> Exercise instructions
[a] In the review of John Pizzarelli's show, who played string bass in his trio?
[b] Quote the review of John Pizzarelli's show word for word, from "Guitarist-vocalist John Pizzarelli, like" up to and including "through the years.".

By Marilyn Lester . . .

Guitarist-vocalist John Pizzarelli, like many performers who endured the drought of live engagements during the two-year pandemic lockdown, is finally back live in a venue that suits him to the proverbial “T,” the newly re-opened Café Carlyle. It’s an intimate space that’s also extremely comfortable to be in, helping ensure a flow of reciprocally high energy between audience and performer. That energy was flowing liberally with Pizzarelli and his trio, Isiah J. Thompson on piano and Mike Karr on string bass. Pizzarelli gave a “better-than-ever” performance, breezing handily through a new show entitled, Stage & Screen, songs from Broadway and film through the years.

> Given material

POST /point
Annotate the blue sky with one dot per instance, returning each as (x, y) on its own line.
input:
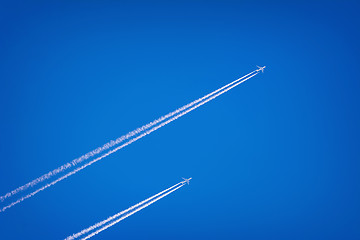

> Problem solutions
[a] Mike Karr

[b]
Guitarist-vocalist John Pizzarelli, like many performers who endured the drought of live engagements during the two-year pandemic lockdown, is finally back live in a venue that suits him to the proverbial “T,” the newly re-opened Café Carlyle. It’s an intimate space that’s also extremely comfortable to be in, helping ensure a flow of reciprocally high energy between audience and performer. That energy was flowing liberally with Pizzarelli and his trio, Isiah J. Thompson on piano and Mike Karr on string bass. Pizzarelli gave a “better-than-ever” performance, breezing handily through a new show entitled, Stage & Screen, songs from Broadway and film through the years.